**WHAT THE EXERCISE ASKS**
Images are not part of the copy; write out the rest of the data exactly as given.

**DATA**
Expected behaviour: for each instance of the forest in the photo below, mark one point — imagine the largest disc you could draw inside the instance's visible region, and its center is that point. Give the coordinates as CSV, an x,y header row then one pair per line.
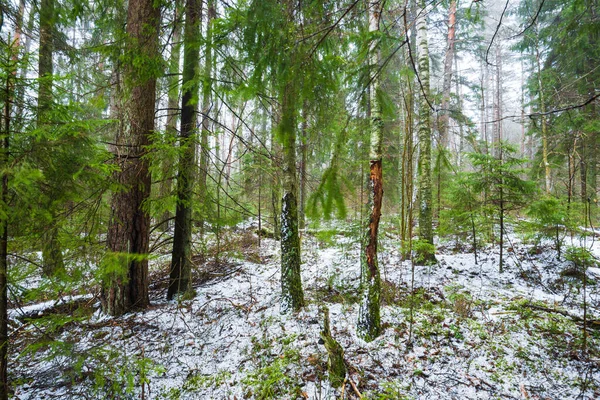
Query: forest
x,y
299,199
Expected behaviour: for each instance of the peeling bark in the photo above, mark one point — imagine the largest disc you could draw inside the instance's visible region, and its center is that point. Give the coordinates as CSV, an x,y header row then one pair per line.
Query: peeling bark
x,y
369,319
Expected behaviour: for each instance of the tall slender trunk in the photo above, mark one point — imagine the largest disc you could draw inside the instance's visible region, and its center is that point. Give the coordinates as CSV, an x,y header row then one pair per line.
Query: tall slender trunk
x,y
51,248
424,132
542,104
206,107
303,160
369,318
292,296
275,150
181,263
126,283
498,104
173,105
447,82
11,61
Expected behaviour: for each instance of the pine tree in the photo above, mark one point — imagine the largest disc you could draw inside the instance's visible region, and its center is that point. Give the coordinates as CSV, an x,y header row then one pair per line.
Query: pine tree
x,y
181,263
369,319
424,133
125,285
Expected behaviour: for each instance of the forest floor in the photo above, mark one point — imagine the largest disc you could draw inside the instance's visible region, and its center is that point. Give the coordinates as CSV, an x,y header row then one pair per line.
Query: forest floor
x,y
475,333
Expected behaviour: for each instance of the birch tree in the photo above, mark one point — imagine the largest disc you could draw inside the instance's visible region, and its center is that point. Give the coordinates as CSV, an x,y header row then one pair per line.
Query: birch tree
x,y
426,254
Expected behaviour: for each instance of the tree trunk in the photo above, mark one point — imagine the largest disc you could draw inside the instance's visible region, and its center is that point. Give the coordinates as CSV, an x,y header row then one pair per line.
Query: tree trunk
x,y
303,160
424,170
11,61
126,282
292,296
369,317
447,83
181,263
172,104
206,107
542,104
51,248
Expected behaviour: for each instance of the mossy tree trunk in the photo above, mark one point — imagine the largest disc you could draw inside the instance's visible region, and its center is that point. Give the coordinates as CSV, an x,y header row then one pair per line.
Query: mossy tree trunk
x,y
292,296
181,262
166,183
206,107
125,284
424,133
369,323
52,257
336,366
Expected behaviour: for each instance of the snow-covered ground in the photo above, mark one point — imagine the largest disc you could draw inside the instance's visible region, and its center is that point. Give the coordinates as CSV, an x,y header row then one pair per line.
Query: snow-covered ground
x,y
475,333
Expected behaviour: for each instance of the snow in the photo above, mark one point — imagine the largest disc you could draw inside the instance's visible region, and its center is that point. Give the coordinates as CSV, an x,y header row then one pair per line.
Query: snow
x,y
470,338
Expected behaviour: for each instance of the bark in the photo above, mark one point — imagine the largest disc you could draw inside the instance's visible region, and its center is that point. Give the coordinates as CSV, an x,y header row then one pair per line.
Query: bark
x,y
181,263
4,216
447,82
51,248
206,106
166,184
275,180
125,285
292,296
303,160
336,366
369,315
542,105
424,132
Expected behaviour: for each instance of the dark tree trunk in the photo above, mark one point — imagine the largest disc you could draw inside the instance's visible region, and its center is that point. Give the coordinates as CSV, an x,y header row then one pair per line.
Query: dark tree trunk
x,y
51,248
181,264
126,285
292,296
172,104
206,107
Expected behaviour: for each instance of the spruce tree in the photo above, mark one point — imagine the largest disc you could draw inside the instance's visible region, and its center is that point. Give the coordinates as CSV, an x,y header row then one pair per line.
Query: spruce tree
x,y
181,263
125,283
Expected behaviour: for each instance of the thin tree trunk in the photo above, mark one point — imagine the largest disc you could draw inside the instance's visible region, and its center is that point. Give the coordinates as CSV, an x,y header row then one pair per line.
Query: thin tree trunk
x,y
181,263
447,83
292,296
51,248
424,130
11,61
542,104
126,284
303,160
206,107
172,104
369,318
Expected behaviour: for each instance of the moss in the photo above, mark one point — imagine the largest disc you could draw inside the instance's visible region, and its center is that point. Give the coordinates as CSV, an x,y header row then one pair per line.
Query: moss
x,y
336,366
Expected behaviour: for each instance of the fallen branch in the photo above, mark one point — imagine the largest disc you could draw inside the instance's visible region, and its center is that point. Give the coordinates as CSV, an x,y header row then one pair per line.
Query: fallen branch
x,y
576,318
355,388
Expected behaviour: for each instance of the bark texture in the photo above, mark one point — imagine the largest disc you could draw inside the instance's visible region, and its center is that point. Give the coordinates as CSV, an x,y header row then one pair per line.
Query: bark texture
x,y
181,262
125,285
424,132
336,366
292,296
166,184
369,319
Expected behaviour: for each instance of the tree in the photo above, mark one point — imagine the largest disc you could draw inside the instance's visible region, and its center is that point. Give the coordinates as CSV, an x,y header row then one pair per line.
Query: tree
x,y
424,133
125,284
181,262
369,320
498,180
292,296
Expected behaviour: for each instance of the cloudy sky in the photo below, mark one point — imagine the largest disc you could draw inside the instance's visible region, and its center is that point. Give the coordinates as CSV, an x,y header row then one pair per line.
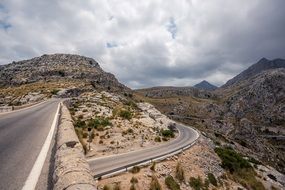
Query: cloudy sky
x,y
150,42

**REPLY**
Expected behaviour: for each instance of the forest in the photo below, mark one point — imagine the largest disc you could draw inside the instance's visible region, and its center is that point. Give the coordinates as CSV, an x,y header row then one pair per line.
Query: forest
x,y
299,199
Expected behaviour: for each instance of the peeling bark in the photo above, mark one point — imagine the largest disc you could draw inside the instance's visible region, and its center is that point. Give the coordinates as CSV, an x,y header row then one pair per line.
Query: peeling bark
x,y
369,319
Expected behaviour: for each instance of the tall slender trunk in the photo above, mark one point — imagine the largest disc you could draw inside the instance's visible region, and its center is that point. Give the coordinates as CSV, an x,y header row then one pair per line.
Query: tall slender trunk
x,y
51,248
424,132
542,104
206,107
303,160
369,318
292,296
275,150
181,263
126,283
498,104
173,105
447,82
11,61
Expected behaviour: for each instance of the pine tree in the photo above, mark one point — imagine the largest disc you could draw inside the instance's visible region, and its center is that point. Give the coordinates as CSV, an x,y header row then one pair per line.
Query: pine tree
x,y
181,263
369,319
424,133
125,285
Expected behaviour: for each instance of the forest floor in the photo above, mark one point — imagine the largest disc you could draw inside the instance's visible region, and its center is that point. Give the coordinates as CSV, an x,y header row then one pair per line.
Query: forest floor
x,y
475,333
Expected behaviour: for each instance of the birch tree in the photo above, mark one point — imagine the largest disc you could draw inside the instance's visible region, and its center is that point. Give the coordinates as CSV, an x,y header row then one pair per line.
Query: birch tree
x,y
426,254
Expected behaviour: for each instance of the tree trunk in the photo above, mark one point — imagine the largest disc you could draw inside the instance's visible region, and its center is that point. Give the coordinates as CSV, an x,y header row then one pair per line.
Query: tree trunk
x,y
303,160
424,170
11,61
126,282
292,296
369,317
447,83
181,263
172,104
206,107
542,104
51,248
Expected behaviour: for each instance of the mossy tree trunk in the photo above, mark one point — imagine the largest disc you could draw inside the instance's visible region, and its center is that point. Give the coordinates as CSV, an x,y header row then one pair per line.
Query: mossy tree trunk
x,y
292,296
181,262
166,183
206,107
125,284
424,133
369,323
52,257
336,366
Expected behaviour: for each instance of the snow-covered ground in the photo above, mark one point — imagine the largest disc you could draw inside the instance's visible region, and its center is that point. Give the coordinates as CSV, an x,y header row then one pair per line.
Query: snow-covered ground
x,y
475,333
Expected behaviour: for each instance of the snow in the photo above, mark one point — imagine the largest disc you could draw inside the instance's visible region, and its center is that point. Give the coordinates as CSV, an x,y header row then one pair per line.
Query: snow
x,y
470,338
Expected behaviour: for each instance of the bark in the photo above, mark one point — imagine the largest disc you could draw inside the instance's visible region, and its center is that point. Give the coordinates as CSV, an x,y header row then one pair per line.
Query: bark
x,y
181,263
4,216
447,82
51,248
206,106
166,184
275,180
125,285
292,296
303,160
336,366
369,315
542,105
424,132
Expected behaviour: for each instance of the dark tree trunk in the photo above, mark one point — imagine the largest disc you could draw inside the instance's visible region, and its center is that point. Give the coordinates as CSV, an x,y header row then one pair per line.
Query: dark tree trunk
x,y
51,248
181,264
126,285
292,296
172,104
206,107
Expected behaviour: for each instance of the spruce tree in the photo above, mark one point — imagine the largest disc you could draw inside the instance's visible region, and its center is that point. Give the coordinates as CSV, an x,y header row then one pair per line.
Query: spruce tree
x,y
181,263
125,283
Expected behaviour: for each instance of the thin tree trunk in the photo above, mark one point — imagine the largest disc you could draw inside the instance's visible region, and its center is that point. Give the coordinates as CSV, an x,y header row then one pair per line.
Query: thin tree trunk
x,y
181,263
447,83
292,296
51,248
424,130
11,61
542,104
126,284
303,160
206,107
172,104
369,318
Expected behaviour: for each instance of the moss in the photo above, mark one point — imagine the largest disc you could draw inside the instance's visible region, and its center is that point. Give the coordinates as CSV, an x,y header row then one pair per line.
Query: moss
x,y
336,366
Expected behaviour: for each instance of the fallen branch in the photo above, mark one point — imagine the largest disc you could draw inside the instance's visible region, and its center is that point. Give the coordinates as CSV, an x,y header row then one pair per line.
Query: fallen branch
x,y
576,318
355,388
Expected behaviour: for each instance of the bark texture in the photo above, mark one point — imagine the largest disc you could draw inside the instance's visible region, and its center is that point. Give the coordinates as CSV, an x,y header row then one pair per line.
Query: bark texture
x,y
181,262
125,285
424,132
336,366
292,296
166,184
369,319
Expected behaviour: for each instance of the tree in the photo above, mark one point — imagine the largest disc you could draw inside the instance's visible region, and its center is that point. Give the coordinates as CSV, an x,y header row then one pair per line.
Query: tree
x,y
424,133
125,284
181,262
369,320
498,180
292,296
Expected behaviour: for each instance of the cloudy sky in the photo below, mark one point — imagine the largest disc you could draw inside the instance's visible region, and its center is that point. Give the coordinates as CSV, an x,y header row then one pair per line.
Query: cloudy sky
x,y
150,42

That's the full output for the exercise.